Lucky break for the author - seems like a larger context window is all you need to turn GPT’s language skills towards search and summarize, so that search they want will probably be shipping soon.


You take Notion as an example and I couldn't agree more.

We are their competitor and followed your exact line of thought trying and not releasing GPT in editor to avoid noise, and building ASK, an engine powered by semantic search, GPT (and a lot of other fun models for refinements), to answer all questions you could have on your knowledge base.

It's private, fast, works with real time edited documents, and it's already in production for thousands.

Check it out: slite.com/ask


One of the fundamental problems that has never been solved is how to verify, record and search facts. As long as we are don't have an official source of Truth for these things, we will rely on low signals like page views, likes etc and these will always be manipulated. Having an AI do this work is still flawed since the signal is low and you are trying to generate high quality data and others know of your process and will beat you soon.


Before widespread internet, information was costly in both time and money. You had to buy newspapers, books,spend time reading or going to a library, pay an expert to give you answers.

For a period, information was essentially free.

Now, with all the spam and with future garbage AI generated content, it will be very hard to discern signal from noise, so information that is curated, vouched and produced by an expert will be going to cost again.


“What I would use the shit out of, though, is a chatbot that has been trained on all the information in the CodePen knowledge base.”

Of course. Whether you’re operating a 777, a refrigerator, or a dildo, narrow but exhaustively trained ChatBots are the killer app. This is worth in the $T range.


Well yes and no. Image 'search' has kinda been radically improved via stable diffusion. It can help you find things that search never would have enabled you to (e.g. because of 'anti biasing' or because the search just isn't good enough).


Author mixes two topics, that being searching content they control and content they don’t control.

While understand desire to search content created by yourself, in my opinion vast majority of valuable content is created by others, in part because the most valuable content created by yourself is rapidly internalized into your brain.

Meme of Google is getting worse fails to acknowledge that Google is free and makes money from advertisers. More to the point, more valuable the related search is per amount spent on advertising, the more the noise and as result, more resources user will need to spend to enhance the signal. This has nothing to do with Google and everything to do with value of the information itself.


> rapidly internalized into your brain

I'm not sure how old you are/how long you have been working at your job, but I can tell you that over 10 years or so there are tons of things that I "internalized" for a while, then did other stuff for a while, and now only have vague memories of. This is the use case for searching your own content.


I'm wondering to this day why web browsers don't run a full text search index locally. Only saving urls and titles is not enough. Especially if I spend more than a minute on a page I would like it indexed. And today being today, I would also like a LLM on top.


> More to the point, more valuable the related search is per amount spent on advertising, the more the noise and as result, more resources user will need to spend to enhance the signal.

------------------------------------------------------------

According to the thread above, what does one commenter wonder why web browsers don't do locally?

------------------------------------------------------------

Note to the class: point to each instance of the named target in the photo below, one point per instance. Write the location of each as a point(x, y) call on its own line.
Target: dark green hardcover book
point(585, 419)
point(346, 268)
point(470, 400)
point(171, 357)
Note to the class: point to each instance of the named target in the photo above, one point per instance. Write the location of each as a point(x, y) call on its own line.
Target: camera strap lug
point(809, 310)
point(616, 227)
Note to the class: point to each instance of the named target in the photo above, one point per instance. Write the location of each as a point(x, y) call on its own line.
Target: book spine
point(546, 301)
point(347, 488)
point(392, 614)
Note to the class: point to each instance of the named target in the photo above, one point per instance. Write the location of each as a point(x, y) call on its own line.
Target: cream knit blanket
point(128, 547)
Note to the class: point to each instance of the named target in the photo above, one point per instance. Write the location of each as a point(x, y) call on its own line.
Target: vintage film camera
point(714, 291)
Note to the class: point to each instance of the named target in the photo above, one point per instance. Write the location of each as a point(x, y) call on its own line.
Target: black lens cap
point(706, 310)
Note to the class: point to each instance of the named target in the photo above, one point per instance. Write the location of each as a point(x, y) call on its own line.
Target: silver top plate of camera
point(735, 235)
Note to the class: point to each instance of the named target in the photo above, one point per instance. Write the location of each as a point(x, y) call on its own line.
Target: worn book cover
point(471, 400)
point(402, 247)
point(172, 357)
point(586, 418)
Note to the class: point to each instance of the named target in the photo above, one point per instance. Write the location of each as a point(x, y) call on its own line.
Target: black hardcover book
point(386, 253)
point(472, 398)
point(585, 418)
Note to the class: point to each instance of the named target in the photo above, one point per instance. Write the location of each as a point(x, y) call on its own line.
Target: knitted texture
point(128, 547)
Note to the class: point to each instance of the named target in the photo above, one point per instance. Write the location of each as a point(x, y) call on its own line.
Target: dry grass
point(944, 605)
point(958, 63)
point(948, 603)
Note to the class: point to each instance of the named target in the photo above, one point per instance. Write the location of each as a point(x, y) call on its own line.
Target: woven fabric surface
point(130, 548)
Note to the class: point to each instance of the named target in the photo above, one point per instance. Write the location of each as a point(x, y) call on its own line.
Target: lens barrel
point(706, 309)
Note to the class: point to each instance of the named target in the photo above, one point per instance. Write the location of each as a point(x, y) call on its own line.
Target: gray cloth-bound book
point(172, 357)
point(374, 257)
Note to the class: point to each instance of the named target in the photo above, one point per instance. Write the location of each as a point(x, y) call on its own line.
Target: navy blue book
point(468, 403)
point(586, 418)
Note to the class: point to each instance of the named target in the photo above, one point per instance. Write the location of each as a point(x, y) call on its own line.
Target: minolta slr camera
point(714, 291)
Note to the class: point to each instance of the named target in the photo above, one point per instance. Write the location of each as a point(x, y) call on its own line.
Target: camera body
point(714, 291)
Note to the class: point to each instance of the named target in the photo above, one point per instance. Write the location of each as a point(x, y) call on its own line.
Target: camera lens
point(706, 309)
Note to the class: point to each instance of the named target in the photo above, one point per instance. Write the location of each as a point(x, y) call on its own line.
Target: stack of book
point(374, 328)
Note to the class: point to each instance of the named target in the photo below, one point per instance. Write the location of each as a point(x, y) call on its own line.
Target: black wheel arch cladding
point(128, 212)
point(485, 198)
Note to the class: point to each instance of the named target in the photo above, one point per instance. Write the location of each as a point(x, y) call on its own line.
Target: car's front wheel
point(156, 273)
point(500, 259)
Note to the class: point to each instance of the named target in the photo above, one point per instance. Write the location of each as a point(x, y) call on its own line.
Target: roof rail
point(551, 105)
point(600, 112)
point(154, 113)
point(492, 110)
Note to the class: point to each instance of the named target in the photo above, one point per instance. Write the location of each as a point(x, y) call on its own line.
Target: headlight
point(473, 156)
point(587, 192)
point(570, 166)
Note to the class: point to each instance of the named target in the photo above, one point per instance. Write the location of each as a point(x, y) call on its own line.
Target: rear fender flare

------------------------------------------------------------

_Response_:
Run a full text search index.